- [Text passage]
start

Patreon Q&A: Creating less greasy feeling, more glidy lotion bars? A few thoughts and a formula

In the January Q&A for Patreon subscribers, Emmi asked: I have been experimenting with lotion bars. Though I do like the butter/wax/oil bars, they are a bit too greasy for me, and not so glide-y. I’m thinking of trying next with some butter/jojobawax/caprylic capric triglycerides. I’m not sure if the triglycerides improve the glide enough, so I’m thinking about adding some propanediol, any thoughts from this? The hardest part propably is mixing it with oils, but I still have some varisoft, so could I use it for the emulsion? I also have lecithin but dunno how would it work.

Few questions about oils and rancidity. I know e-vitamin helps the oils not going rancid, but how will I know that how much does it add the shelf life of the oils? Also if adding preservatives, do they have any part on preserving the oils?

It popped my mind that how long do these lotion bars, shampoo bars, conditioner bars etc. take to cure? I have understood that it would be better to wait a bit before using them.

Let’s work through this one question by question, which may take a few posts!

CREATING LESS GREASY LOTION BARS

Lotion bars or any other anhydrous products – products that don’t contain water – will be greasy as they’re composed of greasy ingredietns. There are some things we can do with them – alter the oils, alter the butters, and so on – and the only way to know if you like them is to make a small batch to try it out.

As an aside, it strikes me that the things that tend to feel less greasy on our skin, like mango butter, may contribute to the lack of slip and glide? I know beeswax feels very draggy to me, too . 

One of my secret weapons in the fight against super greasiness is babassu oil. (I heard some groans back there! I am not paid off by the Babassu Advisory Council to mention it all the time!) This is a silky, glidy, less greasy cousin of coconut oil with a similar melting point – 24˚C or 76˚F. I use it as part of the liquid oil of a lotion bar so it’ll melt when it hits my skin.

Fractionated coconut oil or caprylic/capric triglycerides are lovely, very light, thinner than water emollients that feel less greasy on our skin. I think it will increase the slip and glide a bit, too.

end

- [Supplied data]
start

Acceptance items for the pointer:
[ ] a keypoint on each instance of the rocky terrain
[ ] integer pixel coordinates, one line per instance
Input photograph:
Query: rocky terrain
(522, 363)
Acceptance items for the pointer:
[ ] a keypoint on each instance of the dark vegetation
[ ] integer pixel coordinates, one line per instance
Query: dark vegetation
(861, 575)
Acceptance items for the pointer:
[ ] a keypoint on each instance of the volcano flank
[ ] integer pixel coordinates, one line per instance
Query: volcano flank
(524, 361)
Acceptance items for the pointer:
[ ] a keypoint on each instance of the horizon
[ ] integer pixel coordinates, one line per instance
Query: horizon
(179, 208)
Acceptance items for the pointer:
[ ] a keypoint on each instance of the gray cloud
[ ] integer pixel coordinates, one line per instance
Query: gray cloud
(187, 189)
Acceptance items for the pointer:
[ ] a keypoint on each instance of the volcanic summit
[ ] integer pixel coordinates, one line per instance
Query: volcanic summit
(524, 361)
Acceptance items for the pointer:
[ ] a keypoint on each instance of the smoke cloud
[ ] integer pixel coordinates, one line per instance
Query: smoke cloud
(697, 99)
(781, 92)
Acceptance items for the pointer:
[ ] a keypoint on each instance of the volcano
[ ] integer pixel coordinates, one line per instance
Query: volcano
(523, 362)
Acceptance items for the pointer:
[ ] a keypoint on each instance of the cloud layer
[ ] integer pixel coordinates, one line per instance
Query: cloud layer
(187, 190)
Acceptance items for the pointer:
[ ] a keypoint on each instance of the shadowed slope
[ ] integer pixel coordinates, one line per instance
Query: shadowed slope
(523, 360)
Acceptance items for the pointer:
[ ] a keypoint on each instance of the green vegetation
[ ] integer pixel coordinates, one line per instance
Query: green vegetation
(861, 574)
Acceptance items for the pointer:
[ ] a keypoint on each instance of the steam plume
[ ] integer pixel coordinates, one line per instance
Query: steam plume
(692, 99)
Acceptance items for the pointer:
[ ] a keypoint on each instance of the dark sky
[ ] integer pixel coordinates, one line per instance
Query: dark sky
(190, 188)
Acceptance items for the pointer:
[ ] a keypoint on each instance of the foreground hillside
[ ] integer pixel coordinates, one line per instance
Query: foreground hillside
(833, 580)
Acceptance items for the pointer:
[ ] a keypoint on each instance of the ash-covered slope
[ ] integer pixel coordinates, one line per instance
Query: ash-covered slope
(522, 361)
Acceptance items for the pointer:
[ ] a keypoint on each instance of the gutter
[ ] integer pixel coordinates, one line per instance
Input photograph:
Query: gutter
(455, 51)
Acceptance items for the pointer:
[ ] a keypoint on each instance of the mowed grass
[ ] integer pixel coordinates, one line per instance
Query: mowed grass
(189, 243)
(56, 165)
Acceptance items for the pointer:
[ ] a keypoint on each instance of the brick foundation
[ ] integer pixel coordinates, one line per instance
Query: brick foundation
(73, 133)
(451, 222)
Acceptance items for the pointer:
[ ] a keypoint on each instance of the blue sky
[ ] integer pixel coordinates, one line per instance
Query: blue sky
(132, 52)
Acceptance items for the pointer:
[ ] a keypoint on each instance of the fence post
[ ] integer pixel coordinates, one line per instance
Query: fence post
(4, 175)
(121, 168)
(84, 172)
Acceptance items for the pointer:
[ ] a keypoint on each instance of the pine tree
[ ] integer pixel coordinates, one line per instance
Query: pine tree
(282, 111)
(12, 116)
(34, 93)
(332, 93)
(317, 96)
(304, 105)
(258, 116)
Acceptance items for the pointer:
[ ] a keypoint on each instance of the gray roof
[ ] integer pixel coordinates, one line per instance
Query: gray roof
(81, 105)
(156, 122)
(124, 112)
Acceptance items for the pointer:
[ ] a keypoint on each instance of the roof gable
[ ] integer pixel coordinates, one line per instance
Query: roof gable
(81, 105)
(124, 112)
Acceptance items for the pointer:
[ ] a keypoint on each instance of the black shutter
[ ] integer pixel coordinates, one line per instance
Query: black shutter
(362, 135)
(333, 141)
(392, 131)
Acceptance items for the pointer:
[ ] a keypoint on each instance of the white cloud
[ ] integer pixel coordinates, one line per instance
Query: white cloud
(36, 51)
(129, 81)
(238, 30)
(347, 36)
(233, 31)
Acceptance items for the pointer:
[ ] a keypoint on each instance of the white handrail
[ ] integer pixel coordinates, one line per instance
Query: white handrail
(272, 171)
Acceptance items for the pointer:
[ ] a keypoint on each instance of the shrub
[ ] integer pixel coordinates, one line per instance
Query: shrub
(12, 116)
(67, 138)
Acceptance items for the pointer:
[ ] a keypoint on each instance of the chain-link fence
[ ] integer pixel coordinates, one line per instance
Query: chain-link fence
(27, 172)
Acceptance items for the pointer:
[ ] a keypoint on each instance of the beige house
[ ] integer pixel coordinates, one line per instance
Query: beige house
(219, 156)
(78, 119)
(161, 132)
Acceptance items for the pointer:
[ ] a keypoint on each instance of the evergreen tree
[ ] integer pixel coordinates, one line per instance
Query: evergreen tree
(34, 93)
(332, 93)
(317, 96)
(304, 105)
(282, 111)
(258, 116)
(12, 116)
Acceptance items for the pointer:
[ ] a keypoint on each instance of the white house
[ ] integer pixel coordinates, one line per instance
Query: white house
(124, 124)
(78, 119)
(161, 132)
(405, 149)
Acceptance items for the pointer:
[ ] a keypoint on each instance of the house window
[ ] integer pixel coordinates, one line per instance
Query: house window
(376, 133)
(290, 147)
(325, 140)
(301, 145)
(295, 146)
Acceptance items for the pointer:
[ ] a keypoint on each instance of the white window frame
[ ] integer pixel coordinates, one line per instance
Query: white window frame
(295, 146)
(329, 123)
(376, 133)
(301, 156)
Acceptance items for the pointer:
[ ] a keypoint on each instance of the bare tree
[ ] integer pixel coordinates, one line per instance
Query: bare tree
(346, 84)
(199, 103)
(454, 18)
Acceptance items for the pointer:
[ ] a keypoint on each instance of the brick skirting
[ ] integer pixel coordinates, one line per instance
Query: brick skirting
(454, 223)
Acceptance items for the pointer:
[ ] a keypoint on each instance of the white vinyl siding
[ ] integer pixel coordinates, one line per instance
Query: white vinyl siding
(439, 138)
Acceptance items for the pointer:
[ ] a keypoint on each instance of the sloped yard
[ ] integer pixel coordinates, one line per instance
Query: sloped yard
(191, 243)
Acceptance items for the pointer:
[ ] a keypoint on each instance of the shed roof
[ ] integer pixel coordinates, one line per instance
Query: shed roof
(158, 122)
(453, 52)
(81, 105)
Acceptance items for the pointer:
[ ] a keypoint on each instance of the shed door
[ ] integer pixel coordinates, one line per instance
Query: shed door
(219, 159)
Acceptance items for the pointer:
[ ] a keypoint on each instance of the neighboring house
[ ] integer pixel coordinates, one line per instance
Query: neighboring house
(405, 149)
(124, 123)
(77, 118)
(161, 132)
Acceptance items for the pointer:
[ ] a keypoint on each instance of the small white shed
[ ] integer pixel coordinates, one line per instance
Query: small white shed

end

- [Exercise objective]
From the lotion bar post above, copy out word for word the passage starting with "It popped my" and going on through "try it out.".

- [Answer]
It popped my mind that how long do these lotion bars, shampoo bars, conditioner bars etc. take to cure? I have understood that it would be better to wait a bit before using them.

Let’s work through this one question by question, which may take a few posts!

CREATING LESS GREASY LOTION BARS

Lotion bars or any other anhydrous products – products that don’t contain water – will be greasy as they’re composed of greasy ingredietns. There are some things we can do with them – alter the oils, alter the butters, and so on – and the only way to know if you like them is to make a small batch to try it out.